DIALOGUES-22 : De l’angoisse du monde

Dialogues

   Forum

Un commentaire est associé à cet article. Vous pouvez le consulter et réagir à votre tour.

   Imprimer

 1750

DIALOGUES-22 : De l’angoisse du monde

J’avais commencé ce “DIALOGUES” il y a trois semaines, déjà avec beaucoup de retard à ce moment, lorsque des circonstances chronologiques et autres m’ont amené à le laisser à nouveau de côté. Je le reprends ici en mettant en exergue par le moyen de la citation ce que j’avais initialement écrit pour l’entame du texte. Notez que je n’y rajoute qu’une intervention, qui est de souligner de gras le point qui me paraît le plus important, comme je le développe ensuite.

“Pardonnez-moi d’avoir tant tardé pour poursuivre ce dialogue… D’une part, j’ai longuement hésité sur la forme à donner à ce texte après votre DIALOGUES du 7 janvier 2011 ; d’autre part j’étais dans une “phase” psychologique compliquée et fragile, – cela, qui semble devenir une façon d’être chez moi, peut-être qui l’a toujours été…”

A partir de là, je poursuis le texte d’une façon normale, puisque voilà l’essentiel ainsi introduit. Mais justement, après avoir lu cette introduction, on serait en droit de s’interroger : que vient donc faire cette considération fort personnelle (“j’étais dans une ‘phase’ psychologique compliquée et fragile”) ? Ou bien, c’est un cheveu sur la soupe, ou bien c’est un hasard qui fait bien les choses, et qui n’est pas tant un hasard que cela... Bien, – vous vous doutez que je choisis le deuxième terme de l’alternative.

Mon état psychologique, mon “état d’âme” si vous voulez, joue un très grand rôle dans ma réflexion. Cette évidence est souvent du domaine du non-dit, – tant elle est évidente, certes, – alors qu’elle mériterait fortement d’être dite. Elle le mérite d’autant plus qu’elle constitue une réponse à la question que je me posais (mon hésitation sur la forme à donner à mon texte). En effet, avec des textes récents, le mien et le vôtre successivement, d’il y a un mois et plus, nous atteignons effectivement (vous le dites vous-même) des domaines fondamentaux dans nos positions respectives. Cela mérite de soigner la forme, en cherchant la plus adéquate, éventuellement en introduisant des éléments inhabituels, – comme mon état psychologique ou “état d’âme”.

→ DONNÉES ENREGISTRÉES:
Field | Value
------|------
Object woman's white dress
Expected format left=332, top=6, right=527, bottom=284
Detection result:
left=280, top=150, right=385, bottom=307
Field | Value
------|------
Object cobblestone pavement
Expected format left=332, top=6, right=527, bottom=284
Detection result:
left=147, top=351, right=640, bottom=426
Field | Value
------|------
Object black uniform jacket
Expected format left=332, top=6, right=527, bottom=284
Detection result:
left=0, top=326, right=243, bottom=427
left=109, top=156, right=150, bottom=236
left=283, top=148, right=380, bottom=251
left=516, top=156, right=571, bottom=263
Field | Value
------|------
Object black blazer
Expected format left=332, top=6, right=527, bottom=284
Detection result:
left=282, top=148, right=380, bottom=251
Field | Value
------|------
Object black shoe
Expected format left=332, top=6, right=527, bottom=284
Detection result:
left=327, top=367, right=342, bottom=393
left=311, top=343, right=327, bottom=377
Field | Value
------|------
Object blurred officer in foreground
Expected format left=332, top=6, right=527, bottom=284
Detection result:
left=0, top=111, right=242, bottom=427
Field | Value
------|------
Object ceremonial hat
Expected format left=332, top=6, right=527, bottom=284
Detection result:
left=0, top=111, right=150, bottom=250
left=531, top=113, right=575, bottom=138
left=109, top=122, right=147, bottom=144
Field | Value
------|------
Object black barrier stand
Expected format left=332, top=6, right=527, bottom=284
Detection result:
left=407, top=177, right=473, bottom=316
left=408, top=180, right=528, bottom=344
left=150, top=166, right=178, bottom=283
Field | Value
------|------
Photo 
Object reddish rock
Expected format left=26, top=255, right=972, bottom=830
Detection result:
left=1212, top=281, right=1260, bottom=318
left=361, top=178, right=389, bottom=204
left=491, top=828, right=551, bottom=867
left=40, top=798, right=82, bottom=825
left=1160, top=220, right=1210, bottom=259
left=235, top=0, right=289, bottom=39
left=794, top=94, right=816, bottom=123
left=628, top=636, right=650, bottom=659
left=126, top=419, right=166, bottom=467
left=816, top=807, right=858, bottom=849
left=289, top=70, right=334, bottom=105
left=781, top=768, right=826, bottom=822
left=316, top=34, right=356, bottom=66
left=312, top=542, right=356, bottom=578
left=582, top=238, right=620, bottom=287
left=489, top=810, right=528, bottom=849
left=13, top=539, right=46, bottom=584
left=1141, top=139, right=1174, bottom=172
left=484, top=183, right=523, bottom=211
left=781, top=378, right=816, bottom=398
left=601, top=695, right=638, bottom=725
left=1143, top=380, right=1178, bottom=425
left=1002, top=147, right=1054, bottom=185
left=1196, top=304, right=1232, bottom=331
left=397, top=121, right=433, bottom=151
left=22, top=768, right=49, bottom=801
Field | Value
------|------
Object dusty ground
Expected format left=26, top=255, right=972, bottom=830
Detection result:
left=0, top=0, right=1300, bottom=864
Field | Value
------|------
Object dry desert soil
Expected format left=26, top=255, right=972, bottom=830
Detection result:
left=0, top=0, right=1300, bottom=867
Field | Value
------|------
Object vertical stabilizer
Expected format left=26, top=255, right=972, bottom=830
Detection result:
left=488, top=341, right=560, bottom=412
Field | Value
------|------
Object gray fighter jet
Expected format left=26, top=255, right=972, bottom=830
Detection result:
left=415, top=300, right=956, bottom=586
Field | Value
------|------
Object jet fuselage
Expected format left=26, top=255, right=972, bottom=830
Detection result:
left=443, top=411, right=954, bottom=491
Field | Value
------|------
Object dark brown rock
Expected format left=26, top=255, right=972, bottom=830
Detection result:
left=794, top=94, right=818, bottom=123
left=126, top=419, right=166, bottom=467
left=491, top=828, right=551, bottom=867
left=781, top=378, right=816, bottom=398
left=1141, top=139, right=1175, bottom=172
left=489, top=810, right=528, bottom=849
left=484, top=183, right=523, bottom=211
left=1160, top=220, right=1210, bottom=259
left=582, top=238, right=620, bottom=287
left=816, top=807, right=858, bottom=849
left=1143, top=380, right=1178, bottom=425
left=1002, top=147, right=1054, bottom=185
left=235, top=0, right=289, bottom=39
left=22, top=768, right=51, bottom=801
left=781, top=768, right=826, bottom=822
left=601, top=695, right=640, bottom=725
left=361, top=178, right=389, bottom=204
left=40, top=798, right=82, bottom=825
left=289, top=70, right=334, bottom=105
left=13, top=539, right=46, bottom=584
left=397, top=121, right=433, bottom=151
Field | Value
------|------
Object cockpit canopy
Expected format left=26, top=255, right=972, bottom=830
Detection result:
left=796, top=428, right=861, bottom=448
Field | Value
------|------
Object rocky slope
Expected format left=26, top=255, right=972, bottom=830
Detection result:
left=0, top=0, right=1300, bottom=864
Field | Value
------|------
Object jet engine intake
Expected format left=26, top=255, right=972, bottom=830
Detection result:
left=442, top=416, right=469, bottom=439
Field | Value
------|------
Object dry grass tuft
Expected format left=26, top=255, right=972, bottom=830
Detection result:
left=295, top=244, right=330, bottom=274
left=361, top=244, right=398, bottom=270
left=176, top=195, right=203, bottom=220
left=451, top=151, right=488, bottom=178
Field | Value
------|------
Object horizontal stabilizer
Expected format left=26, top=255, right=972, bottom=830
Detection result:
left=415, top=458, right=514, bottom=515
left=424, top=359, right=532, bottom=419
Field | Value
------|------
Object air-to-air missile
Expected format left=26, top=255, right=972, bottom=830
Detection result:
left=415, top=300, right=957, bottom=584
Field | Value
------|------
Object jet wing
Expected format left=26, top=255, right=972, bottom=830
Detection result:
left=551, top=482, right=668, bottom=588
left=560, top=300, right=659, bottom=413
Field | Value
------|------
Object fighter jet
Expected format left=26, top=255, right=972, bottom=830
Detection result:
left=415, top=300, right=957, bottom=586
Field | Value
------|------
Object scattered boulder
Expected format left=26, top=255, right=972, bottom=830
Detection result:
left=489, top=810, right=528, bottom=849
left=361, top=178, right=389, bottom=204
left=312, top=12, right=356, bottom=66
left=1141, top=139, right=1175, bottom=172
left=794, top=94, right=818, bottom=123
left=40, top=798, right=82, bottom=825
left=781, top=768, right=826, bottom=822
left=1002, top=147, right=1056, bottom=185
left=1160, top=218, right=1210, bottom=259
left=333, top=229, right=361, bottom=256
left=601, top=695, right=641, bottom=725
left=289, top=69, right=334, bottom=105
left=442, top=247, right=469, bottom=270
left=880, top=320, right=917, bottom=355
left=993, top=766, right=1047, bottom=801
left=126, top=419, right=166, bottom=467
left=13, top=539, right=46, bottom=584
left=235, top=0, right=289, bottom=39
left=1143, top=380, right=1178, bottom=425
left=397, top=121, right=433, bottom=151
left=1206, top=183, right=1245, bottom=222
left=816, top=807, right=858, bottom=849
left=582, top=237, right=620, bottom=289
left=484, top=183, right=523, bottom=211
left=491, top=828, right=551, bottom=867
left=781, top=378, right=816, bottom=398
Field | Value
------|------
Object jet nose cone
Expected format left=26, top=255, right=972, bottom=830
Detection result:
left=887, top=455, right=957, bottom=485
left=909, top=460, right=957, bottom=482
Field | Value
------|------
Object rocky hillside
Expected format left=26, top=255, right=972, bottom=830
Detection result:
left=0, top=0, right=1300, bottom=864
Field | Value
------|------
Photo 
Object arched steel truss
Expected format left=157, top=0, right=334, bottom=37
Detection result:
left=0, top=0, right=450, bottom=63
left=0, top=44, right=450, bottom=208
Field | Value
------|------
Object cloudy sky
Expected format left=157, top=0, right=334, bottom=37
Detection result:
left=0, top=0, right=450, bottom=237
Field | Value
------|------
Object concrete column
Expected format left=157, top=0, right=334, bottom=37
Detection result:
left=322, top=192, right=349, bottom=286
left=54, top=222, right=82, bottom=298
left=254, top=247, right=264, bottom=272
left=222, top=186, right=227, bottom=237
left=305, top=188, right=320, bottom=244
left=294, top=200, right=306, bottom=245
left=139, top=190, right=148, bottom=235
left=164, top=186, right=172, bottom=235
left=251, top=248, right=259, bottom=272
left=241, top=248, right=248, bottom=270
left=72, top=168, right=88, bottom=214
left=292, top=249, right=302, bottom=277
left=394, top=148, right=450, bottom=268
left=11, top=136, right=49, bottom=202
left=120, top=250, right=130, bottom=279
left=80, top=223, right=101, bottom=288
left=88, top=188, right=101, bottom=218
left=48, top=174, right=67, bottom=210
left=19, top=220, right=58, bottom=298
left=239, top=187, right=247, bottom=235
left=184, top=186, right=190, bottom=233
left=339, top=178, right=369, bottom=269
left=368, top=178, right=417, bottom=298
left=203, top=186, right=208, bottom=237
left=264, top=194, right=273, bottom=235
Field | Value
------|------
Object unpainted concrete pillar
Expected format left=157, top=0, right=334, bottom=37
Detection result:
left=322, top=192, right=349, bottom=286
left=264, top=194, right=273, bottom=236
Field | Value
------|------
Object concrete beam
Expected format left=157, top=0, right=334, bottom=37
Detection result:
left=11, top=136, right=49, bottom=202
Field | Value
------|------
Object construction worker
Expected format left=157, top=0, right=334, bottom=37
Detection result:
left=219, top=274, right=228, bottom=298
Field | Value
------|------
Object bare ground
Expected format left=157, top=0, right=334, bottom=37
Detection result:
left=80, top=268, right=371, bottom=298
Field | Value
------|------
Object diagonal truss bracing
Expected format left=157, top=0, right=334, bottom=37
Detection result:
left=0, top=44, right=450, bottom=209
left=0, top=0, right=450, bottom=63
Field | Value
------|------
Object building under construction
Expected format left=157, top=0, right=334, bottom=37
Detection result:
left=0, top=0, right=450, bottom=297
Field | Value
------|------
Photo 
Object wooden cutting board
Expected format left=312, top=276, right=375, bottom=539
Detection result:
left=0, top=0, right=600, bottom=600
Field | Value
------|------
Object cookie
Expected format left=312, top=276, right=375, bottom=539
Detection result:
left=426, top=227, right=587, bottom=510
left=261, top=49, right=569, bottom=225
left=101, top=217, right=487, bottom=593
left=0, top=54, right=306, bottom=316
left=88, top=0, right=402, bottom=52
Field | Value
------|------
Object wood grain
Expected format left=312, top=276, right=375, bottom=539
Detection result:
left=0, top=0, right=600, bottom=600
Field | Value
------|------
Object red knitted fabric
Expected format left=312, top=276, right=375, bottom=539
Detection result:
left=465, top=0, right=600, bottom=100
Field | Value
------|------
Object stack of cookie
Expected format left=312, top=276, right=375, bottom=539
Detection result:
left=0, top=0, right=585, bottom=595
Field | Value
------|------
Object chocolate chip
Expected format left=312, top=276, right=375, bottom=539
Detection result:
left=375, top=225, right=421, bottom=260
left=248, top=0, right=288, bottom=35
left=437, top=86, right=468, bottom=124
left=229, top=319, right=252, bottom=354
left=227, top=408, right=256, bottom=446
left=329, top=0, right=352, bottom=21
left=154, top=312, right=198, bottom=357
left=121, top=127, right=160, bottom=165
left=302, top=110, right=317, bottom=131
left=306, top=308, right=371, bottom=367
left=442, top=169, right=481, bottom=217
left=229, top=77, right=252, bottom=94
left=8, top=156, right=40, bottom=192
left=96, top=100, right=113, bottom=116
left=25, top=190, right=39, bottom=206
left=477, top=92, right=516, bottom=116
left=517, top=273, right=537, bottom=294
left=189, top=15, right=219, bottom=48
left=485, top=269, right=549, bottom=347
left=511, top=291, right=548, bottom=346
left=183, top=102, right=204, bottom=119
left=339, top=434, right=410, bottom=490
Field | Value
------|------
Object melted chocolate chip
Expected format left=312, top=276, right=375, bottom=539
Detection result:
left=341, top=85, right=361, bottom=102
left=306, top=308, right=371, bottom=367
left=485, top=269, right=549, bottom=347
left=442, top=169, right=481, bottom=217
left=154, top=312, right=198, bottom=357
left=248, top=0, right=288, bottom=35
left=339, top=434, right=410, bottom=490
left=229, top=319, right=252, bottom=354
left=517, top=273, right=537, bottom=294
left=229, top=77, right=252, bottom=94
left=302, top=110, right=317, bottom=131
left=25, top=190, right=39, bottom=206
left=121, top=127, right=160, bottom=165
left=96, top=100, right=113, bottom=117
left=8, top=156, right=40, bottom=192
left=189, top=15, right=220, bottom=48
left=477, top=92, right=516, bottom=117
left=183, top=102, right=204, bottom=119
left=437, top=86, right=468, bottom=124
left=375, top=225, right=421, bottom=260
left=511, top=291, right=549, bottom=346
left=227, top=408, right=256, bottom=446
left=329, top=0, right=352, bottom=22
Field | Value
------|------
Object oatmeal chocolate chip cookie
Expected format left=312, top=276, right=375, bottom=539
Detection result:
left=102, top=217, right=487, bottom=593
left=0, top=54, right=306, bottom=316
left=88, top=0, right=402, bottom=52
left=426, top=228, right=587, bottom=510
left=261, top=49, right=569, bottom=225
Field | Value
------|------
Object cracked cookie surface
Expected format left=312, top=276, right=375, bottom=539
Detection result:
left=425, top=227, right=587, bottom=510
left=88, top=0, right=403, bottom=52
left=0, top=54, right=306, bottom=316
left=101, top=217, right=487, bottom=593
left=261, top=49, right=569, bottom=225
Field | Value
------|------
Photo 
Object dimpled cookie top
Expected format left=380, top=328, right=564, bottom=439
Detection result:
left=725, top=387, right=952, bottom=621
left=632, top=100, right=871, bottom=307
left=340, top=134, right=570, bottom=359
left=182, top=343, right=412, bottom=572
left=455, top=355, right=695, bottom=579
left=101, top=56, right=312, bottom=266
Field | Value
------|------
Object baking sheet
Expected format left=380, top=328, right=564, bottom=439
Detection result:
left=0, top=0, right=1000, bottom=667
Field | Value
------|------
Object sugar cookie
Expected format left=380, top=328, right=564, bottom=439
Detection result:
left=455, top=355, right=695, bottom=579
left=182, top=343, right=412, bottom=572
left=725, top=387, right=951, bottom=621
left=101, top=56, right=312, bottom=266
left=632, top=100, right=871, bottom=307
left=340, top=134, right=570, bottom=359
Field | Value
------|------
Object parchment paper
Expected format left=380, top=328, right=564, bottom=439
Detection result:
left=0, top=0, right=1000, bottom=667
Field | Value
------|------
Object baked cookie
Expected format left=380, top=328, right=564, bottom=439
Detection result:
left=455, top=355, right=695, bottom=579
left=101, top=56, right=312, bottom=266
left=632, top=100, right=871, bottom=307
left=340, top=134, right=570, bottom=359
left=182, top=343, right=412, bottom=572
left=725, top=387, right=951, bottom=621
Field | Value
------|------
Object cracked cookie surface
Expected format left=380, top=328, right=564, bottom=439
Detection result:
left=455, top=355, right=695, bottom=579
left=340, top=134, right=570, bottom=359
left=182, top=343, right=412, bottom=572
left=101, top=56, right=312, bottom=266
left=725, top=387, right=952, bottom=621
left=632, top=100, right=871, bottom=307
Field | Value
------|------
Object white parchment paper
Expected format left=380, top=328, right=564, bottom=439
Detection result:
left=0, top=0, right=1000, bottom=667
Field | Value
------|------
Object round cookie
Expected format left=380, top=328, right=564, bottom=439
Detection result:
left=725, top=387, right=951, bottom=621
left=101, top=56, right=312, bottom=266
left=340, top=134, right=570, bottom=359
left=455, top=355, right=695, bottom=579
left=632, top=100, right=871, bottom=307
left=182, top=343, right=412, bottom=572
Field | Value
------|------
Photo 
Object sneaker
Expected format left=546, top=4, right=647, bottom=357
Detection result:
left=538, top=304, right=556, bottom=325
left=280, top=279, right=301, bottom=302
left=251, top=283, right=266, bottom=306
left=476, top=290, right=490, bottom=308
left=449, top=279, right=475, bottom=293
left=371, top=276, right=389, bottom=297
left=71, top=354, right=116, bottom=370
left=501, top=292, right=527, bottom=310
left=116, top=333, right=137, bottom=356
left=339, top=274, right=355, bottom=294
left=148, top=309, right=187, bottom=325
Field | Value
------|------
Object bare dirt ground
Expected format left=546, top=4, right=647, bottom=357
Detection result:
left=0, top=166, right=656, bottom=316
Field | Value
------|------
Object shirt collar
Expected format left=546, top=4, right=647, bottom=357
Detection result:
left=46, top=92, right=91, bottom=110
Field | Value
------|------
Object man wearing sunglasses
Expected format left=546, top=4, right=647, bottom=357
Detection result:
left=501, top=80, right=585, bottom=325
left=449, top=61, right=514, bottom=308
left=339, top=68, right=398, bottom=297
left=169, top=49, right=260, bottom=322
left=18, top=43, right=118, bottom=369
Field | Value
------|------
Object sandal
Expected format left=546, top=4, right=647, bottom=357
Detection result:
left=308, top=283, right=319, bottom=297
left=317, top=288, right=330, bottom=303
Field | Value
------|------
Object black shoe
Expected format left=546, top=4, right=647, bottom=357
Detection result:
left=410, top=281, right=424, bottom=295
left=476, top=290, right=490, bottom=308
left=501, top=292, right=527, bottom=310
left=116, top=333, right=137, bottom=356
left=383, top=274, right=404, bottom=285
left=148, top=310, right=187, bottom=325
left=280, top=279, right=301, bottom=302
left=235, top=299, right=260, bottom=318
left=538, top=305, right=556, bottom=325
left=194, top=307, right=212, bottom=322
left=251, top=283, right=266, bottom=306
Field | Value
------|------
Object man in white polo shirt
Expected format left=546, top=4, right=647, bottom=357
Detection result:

→ ÉNONCÉ 1: D’après la source, les affirmations suivantes sont-elles exactes ? (a) L’auteur avait commencé ce texte trois semaines plus tôt. (b) L’auteur a apporté plusieurs interventions à la citation reprise en exergue. (c) Face à l’alternative qu’il pose, l’auteur retient le premier terme. Répondez par oui ou par non pour chacune, en citant les mots décisifs de la source.
→ ÉNONCÉ 2: Reproduisez à l’identique le passage de la source commençant à « A partir de » et se terminant à « terme de l’alternative. ».
Les items n’interviennent en rien ici.

→ SOLUTION 1:
(a) Oui : « J’avais commencé ce “DIALOGUES” il y a trois semaines ».
(b) Non : « je n’y rajoute qu’une intervention ».
(c) Non : « je choisis le deuxième terme de l’alternative ».

→ SOLUTION 2:
A partir de là, je poursuis le texte d’une façon normale, puisque voilà l’essentiel ainsi introduit. Mais justement, après avoir lu cette introduction, on serait en droit de s’interroger : que vient donc faire cette considération fort personnelle (“j’étais dans une ‘phase’ psychologique compliquée et fragile”) ? Ou bien, c’est un cheveu sur la soupe, ou bien c’est un hasard qui fait bien les choses, et qui n’est pas tant un hasard que cela... Bien, – vous vous doutez que je choisis le deuxième terme de l’alternative.